# Dataset entries:
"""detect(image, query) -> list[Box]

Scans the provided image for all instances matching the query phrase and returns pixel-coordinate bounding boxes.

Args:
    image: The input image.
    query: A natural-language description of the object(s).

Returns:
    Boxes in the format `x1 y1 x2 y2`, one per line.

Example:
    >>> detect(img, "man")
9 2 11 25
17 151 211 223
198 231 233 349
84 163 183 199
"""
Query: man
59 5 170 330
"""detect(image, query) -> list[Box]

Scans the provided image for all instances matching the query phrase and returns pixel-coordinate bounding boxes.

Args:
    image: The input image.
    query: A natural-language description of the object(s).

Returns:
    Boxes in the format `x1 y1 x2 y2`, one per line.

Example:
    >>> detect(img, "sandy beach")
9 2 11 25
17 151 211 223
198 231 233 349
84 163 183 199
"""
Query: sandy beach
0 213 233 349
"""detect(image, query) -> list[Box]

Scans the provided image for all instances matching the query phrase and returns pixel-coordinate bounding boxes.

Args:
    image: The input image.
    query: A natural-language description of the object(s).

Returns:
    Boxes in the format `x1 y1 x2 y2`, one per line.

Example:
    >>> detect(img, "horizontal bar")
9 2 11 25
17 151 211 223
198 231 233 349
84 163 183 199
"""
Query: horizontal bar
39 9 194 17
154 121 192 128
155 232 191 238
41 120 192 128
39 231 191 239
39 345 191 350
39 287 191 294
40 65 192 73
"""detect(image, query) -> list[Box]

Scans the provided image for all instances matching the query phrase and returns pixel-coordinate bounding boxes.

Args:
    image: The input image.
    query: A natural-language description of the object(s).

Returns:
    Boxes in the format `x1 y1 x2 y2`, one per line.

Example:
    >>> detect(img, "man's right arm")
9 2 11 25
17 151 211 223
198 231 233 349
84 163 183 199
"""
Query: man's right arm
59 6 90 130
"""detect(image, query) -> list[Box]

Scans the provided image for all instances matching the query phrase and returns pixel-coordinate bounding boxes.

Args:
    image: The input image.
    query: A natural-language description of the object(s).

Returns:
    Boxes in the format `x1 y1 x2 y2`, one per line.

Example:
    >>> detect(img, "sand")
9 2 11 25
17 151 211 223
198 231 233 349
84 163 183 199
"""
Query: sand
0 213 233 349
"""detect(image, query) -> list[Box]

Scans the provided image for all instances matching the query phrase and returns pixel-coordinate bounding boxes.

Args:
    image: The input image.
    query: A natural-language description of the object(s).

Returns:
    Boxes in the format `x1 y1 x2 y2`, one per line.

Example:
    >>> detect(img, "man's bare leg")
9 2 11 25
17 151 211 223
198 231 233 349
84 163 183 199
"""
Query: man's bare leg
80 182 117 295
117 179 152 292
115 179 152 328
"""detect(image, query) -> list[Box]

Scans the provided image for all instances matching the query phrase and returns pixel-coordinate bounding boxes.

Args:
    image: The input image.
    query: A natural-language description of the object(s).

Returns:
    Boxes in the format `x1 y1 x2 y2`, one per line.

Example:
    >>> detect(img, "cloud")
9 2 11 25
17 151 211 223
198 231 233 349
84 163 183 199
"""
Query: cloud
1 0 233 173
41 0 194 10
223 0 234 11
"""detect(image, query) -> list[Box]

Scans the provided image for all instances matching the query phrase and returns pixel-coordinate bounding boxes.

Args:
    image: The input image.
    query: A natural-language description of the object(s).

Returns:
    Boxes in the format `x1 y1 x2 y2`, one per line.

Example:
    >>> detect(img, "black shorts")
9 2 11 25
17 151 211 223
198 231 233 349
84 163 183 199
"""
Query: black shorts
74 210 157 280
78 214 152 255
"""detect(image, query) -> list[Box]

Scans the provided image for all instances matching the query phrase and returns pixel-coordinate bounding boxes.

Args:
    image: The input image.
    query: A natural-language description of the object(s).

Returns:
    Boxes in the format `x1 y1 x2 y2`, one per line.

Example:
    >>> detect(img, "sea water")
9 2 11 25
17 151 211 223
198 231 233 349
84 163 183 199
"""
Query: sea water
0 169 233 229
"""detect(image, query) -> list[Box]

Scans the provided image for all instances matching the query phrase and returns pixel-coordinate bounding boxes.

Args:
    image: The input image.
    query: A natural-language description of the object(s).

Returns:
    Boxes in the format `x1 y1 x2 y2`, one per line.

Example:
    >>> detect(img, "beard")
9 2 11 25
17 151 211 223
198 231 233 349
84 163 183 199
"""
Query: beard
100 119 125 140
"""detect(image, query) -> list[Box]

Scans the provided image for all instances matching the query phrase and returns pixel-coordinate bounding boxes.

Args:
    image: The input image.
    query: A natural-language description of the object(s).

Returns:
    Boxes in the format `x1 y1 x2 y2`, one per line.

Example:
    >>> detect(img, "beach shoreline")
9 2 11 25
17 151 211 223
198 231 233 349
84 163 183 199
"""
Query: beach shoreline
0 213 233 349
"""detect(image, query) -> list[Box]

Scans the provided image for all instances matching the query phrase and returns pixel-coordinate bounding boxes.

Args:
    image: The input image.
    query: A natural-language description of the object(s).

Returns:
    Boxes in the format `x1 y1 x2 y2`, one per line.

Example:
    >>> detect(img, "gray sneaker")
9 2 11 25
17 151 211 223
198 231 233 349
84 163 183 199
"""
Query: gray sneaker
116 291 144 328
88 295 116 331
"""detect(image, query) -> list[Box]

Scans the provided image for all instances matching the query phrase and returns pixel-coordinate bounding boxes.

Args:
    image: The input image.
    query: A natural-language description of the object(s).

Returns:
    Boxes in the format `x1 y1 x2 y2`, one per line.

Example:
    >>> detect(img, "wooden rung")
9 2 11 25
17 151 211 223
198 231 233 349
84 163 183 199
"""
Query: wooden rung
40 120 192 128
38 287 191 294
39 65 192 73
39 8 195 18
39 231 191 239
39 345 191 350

# EXERCISE DIRECTIONS:
Now write the data shown above out again, word for word.

# RESPONSE:
"""detect(image, query) -> list[Box]

Scans the provided image for all instances matching the query phrase and returns pixel-coordinate bounding boxes.

Args:
    image: The input image.
    query: A natural-language description of the object(s).

Returns:
    Boxes in the format `x1 y1 x2 y2`, one per line.

Example:
    >>> detect(img, "man")
9 2 11 25
17 151 211 223
198 231 233 349
84 163 183 199
"""
Query: man
59 5 170 330
"""detect(image, query) -> list[Box]

Scans the provided image for all instances matching the query phrase and returns pixel-coordinate bounding boxes.

Args:
    image: The input image.
    query: A natural-language description of the object(s).

Returns:
    Boxes in the format `x1 y1 x2 y2`, one per line.

Example:
    >>> detect(img, "sandy beach")
9 2 11 25
17 151 211 223
198 231 233 349
84 163 183 199
"""
Query: sandy beach
0 213 233 349
"""detect(image, query) -> list[Box]

Scans the provided image for all instances matching the query phrase and returns pixel-coordinate bounding boxes.

Args:
    image: The input image.
    query: A natural-language description of the object(s).

Returns:
    Boxes in the format `x1 y1 x2 y2`, one per line.

Example:
    >>> detect(img, "horizontal bar")
9 2 11 25
17 151 211 223
198 231 233 349
84 163 183 199
"""
Query: horizontal bar
39 9 194 17
154 121 192 128
155 232 191 238
41 120 192 128
39 231 191 239
39 345 191 350
39 287 191 294
40 65 192 73
"""detect(image, query) -> list[Box]

Scans the provided image for all instances matching the query phrase and returns pixel-coordinate bounding boxes.

Args:
    image: The input image.
    query: A natural-language description of the object(s).

Returns:
    Boxes in the format `x1 y1 x2 y2`, one per line.

Example:
    >>> detect(img, "man's right arm")
9 2 11 25
17 151 211 223
198 231 233 349
84 163 183 199
"""
Query: man's right arm
59 6 90 130
"""detect(image, query) -> list[Box]

Scans the provided image for all instances matching the query phrase and returns pixel-coordinate bounding boxes.

Args:
    image: The input image.
    query: A natural-language description of the object(s).

Returns:
    Boxes in the format `x1 y1 x2 y2`, one per line.

Example:
    >>> detect(img, "sand")
9 2 11 25
17 151 211 223
198 231 233 349
84 163 183 199
"""
Query: sand
0 213 233 349
"""detect(image, query) -> list[Box]

Scans the provided image for all instances matching the query phrase and returns pixel-coordinate bounding boxes.

Args:
    image: The input image.
    query: A natural-language description of the object(s).

Returns:
    Boxes in the format `x1 y1 x2 y2`, one per line.

Example:
    >>> detect(img, "man's bare leg")
9 2 11 25
17 151 211 223
198 231 233 349
84 163 183 199
"""
Query: man's bare leg
80 182 117 295
117 179 152 292
115 179 152 328
"""detect(image, query) -> list[Box]

Scans the provided image for all instances matching the query phrase and returns pixel-coordinate bounding boxes.

Args:
    image: The input image.
    query: A natural-language description of the object(s).

Returns:
    Boxes in the format `x1 y1 x2 y2`, one per line.

Example:
    >>> detect(img, "cloud")
9 2 11 25
17 151 211 223
198 231 233 349
84 163 183 199
"""
Query: cloud
1 0 233 173
41 0 194 10
223 0 234 11
"""detect(image, query) -> list[Box]

Scans the provided image for all instances matching the query phrase and returns pixel-coordinate bounding boxes.

Args:
    image: The input image.
    query: A natural-language description of the object(s).

Returns:
    Boxes in the format `x1 y1 x2 y2`, one per line.

Example:
    >>> detect(img, "black shorts")
9 2 11 25
17 151 211 223
198 231 233 349
84 163 183 199
"""
Query: black shorts
74 210 157 280
78 214 152 255
"""detect(image, query) -> list[Box]

Scans the provided image for all instances matching the query phrase and returns pixel-coordinate bounding boxes.

Args:
    image: The input image.
    query: A natural-language description of the object(s).

Returns:
    Boxes in the format `x1 y1 x2 y2`, one per line.

Example:
    >>> detect(img, "sea water")
9 2 11 25
17 151 211 223
198 231 233 349
84 163 183 199
"""
Query: sea water
0 169 233 229
"""detect(image, query) -> list[Box]

Scans the provided image for all instances matching the query phrase and returns pixel-coordinate bounding boxes.

Args:
    image: The input image.
    query: A natural-language description of the object(s).

Returns:
    Boxes in the format `x1 y1 x2 y2`, one per line.

Example:
    >>> detect(img, "beard")
9 2 11 25
17 151 211 223
198 231 233 349
84 163 183 199
"""
Query: beard
100 119 125 140
"""detect(image, query) -> list[Box]

Scans the provided image for all instances matching the query phrase and returns pixel-coordinate bounding boxes.

Args:
    image: The input image.
    query: A natural-language description of the object(s).

Returns:
    Boxes in the format `x1 y1 x2 y2`, one per line.

Example:
    >>> detect(img, "beach shoreline")
9 2 11 25
17 151 211 223
198 231 233 349
84 163 183 199
"""
Query: beach shoreline
0 213 233 349
"""detect(image, query) -> list[Box]

Scans the provided image for all instances matching the query phrase and returns pixel-coordinate bounding boxes.

Args:
    image: The input image.
    query: A natural-language description of the object(s).

Returns:
    Boxes in the format `x1 y1 x2 y2`, one per line.

Example:
    >>> detect(img, "gray sneaker")
9 2 11 25
17 151 211 223
198 231 233 349
84 163 183 199
"""
Query: gray sneaker
116 291 144 328
88 295 116 331
"""detect(image, query) -> list[Box]

Scans the provided image for all instances matching the query phrase and returns pixel-coordinate bounding boxes.

Args:
    image: The input image.
    query: A natural-language description of the object(s).

Returns:
    Boxes in the format `x1 y1 x2 y2`, one per line.

Example:
    >>> detect(img, "wooden rung")
9 2 11 25
17 151 211 223
198 231 233 349
84 163 183 199
"""
Query: wooden rung
40 120 192 128
38 287 191 294
39 65 192 73
39 8 195 18
39 231 191 239
39 345 191 350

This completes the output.